= ACTIVITÉ A =
Répondez brièvement à ces questions sur le texte consacré à l'opéra suédois :
(i) En quelle année advient la première troupe de l'Opéra Royal de Suède ?
(ii) Qui est désigné comme « le père de la musique suédoise » ?
(iii) Quel label fait entendre des extraits dans les récitals des vedettes de la scène stockholmoise ?
= ACTIVITÉ B =
Écrivez la suite du texte sur l'opéra suédois, s'il vous plaît, en reprenant juste après sa dernière phrase.

= TEXTE FOURNI =
──────────────────────────────

Voilà un certain nombre d'idées d'écoute, de quoi vous occuper quelque temps. J'en discute volontiers avec vous dans les commentaires – j'imagine qu'il y aura grandement matière à compléter ou.

Par ailleurs, si vous cherchez des idées sur un thème précis, vous pouvez demander, je fais l'exercice avec plaisir tant que le temps à ma disposition n'est pas trop limité. (Ce fut le cas pour la liste Peintres, celle sur les Variations orchestrales ou encore Mémoire des génocides, par exemple.)

vendredi 9 août 2024

Panorama discographique de l'opéra suédois



Le projet : proposer une discographie (et une playlist) assez complète de l'offre en opéra suédois au disque – et en distinguer les titres les plus exaltants.


A. L'opéra en Suède

La Suède était encore l'une des grandes puissances européennes au XVIIIe siècle, sans comparaison avec la place qu'elle occupe aujourd'hui – et reste surtout citée pour son rayonnement culturel et son modèle de société. Elle a donc, en bonne logique, produit ses propres opéras, et la particularité est que, même au XVIIIe siècle, des opéras en langue locale ont été produits.

La première troupe de l'Opéra Royal de Suède n'advient qu'en 1773 – sous le règne du fameux Gustav III dont l'assassinat est raconté par Somma & Verdi dans la version originale d'Un Ballo in maschera. J'imagine que des opéras italiens ou allemands ont dû être ponctuellement exécutés auparavant, mais l'objet de cette notule n'est pas historique – simplement une recension et rapide présentation de ce qu'on peut trouver au disque, et qui contient mainte pépite malgré l'offre très limitée chez un nombre de labels restreint.

L'époque romantique et le tournant du XXe siècle (davantage postromantique que décadent à l'allemande, avec des représentants comme Peterson-Berger ou Stenhammar) sont prodigues en très belles œuvres au lyrisme généreux. La production reste importante aujourd'hui, mais pour des raisons d'exportation des œuvres, beaucoup d'entre elles sont directement écrites en anglais par les compositeurs.

Il faut bien sûr débuter par Johan Helmich Roman (1694-1758), désigné comme « le père de la musique suédoise », chargé des fêtes royales dans la première moitié du XVIIIe siècle ; après des voyages dans toute l'Europe, il écrit des messes et des divertissements qui portent la marque de ses études. Si ses cantates sacrées sont en suédois, ses cantates profanes sont en allemand ou en italien – mais peut-être certaines ont-elles été traduites ultérieurement, vu que l'enregistrement est dû à Hungaroton, par des chanteurs hongrois qui étaient sans doute plus familiers de l'allemand. Je vous les ai glissées en tête de Playlist pour information.


B. Une liste

Il est temps de commencer le tour des opéras suédois que l'on peut trouver au disque ! J'ai écarté les opéras d'autres langues qui étaient exécutés en langue locale au milieu du XXe siècle – le label Bluebell en fait entendre beaucoup d'extraits dans les fabuleux récitals des vedettes de la scène stockholmoise, je vous recommande très volontiers leurs Mozart et Verdi en suédois, par des voix hors du commun !

──────────────────────────────

= LES DONNÉES =
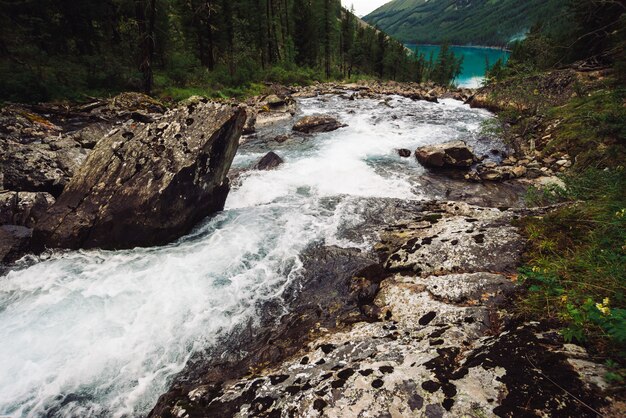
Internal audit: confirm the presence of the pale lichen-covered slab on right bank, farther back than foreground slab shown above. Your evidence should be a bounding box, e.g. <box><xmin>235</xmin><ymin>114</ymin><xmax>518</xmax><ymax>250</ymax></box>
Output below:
<box><xmin>377</xmin><ymin>202</ymin><xmax>524</xmax><ymax>276</ymax></box>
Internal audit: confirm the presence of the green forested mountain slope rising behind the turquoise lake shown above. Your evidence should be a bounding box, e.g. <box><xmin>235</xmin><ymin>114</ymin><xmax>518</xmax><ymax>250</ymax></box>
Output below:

──────────────────────────────

= RÉSULTAT OBTENU A =
(i) En 1773.
(ii) Johan Helmich Roman (1694-1758).
(iii) Le label Bluebell.

= RÉSULTAT OBTENU B =
Comme j'entends bien outrepasser la durée de vie de Spotify, et que les règles d'accès peuvent varier du jour au lendemain, voici sous forme de tableau la liste des disques (et pistes) que j'ai pu accumuler pour cette présentation.


C. Opéras de style classique et premier romantisme

Marqué à la fois par la forme de l'opera seria (récitatifs secs alternant avec les airs) et la langue post-gluckiste, Joseph Martin Kraus (né en 1756) fait entendre dans Proserpina la transition vers des affects et des couleurs plus romantiques. Témoignage (par un des très grands compositeurs de son temps) de ce que produit un opéra de style européen acclimaté à la Cour de Suède.

Franz Berwald (né en 1796) est considéré comme un des compositeurs suédois pionniers, notamment dans le domaine de la symphonie ; à l'opéra, l'œuvre est d'un romantisme très consonant, aux accents assez modérés (on est dans la génération Donizetti), et l'interprétation proposée ici manque de saillances pour outrepasser le patron assez traditionnel.
Au disque : une intégrale d'Estrella de Soria et un air isolé de Drottningen av Golconda, plus marquant, par Elisabeth Söderström.

Le style d'Eduard Brendler (1800-1831) se rapproche bien plus de Verdi (avant l'heure !) – sans doute grâce à l'influence allemande, mais ses carrures sont plus italiennes que weberiennes –, avec un sens de l'expression droite, de l'exaltation de la mélodie vocale mais aussi du drame. Le langage musical n'est pas encore très riche, mais le résultat, dans Ryno, possède un bel élan général.

Adolf Fredrik Lindblad (né en 1801) a beau être un compositeur emblématique du pays – en particulier pour ses chœurs et mélodies, aucun de ses opéras ne semble couramment disponible au disque ; il y en a sans nul doute eu, mais je n'ai jamais pu en croiser, et je n'en trouve pas présentement en flux. J'ai seulement trouvé un extrait de Frondörerna dans un récital de la soprano Gunilla af Malmborg, mais une erreur a dû se glisser dans le pressage du CD ou lors de la transmission de la version numérisée : sur toutes les plates-formes, c'est une œuvre pour piano seul qu'on peut entendre.
D'une manière général, le style de Lindblad se caractérise par une expression très douce et consonante, je ne suis pas sûr qu'il soit le plus apte à soulever les passions dans un opéra… mais je ne connais pas ses œuvres dramatiques !


D. Le grand romantisme suédois

Le style romantique s'épanouit à partir du milieu du siècle, et s'étend assez loin au vingtième siècle, sans que les compositeurs les plus en vue (je ne connais pas assez l'ensemble du corpus pour me prononcer au delà) s'empruntent un chemin qui s'apparenterait aux décadents allemands ou aux impressionnistes français.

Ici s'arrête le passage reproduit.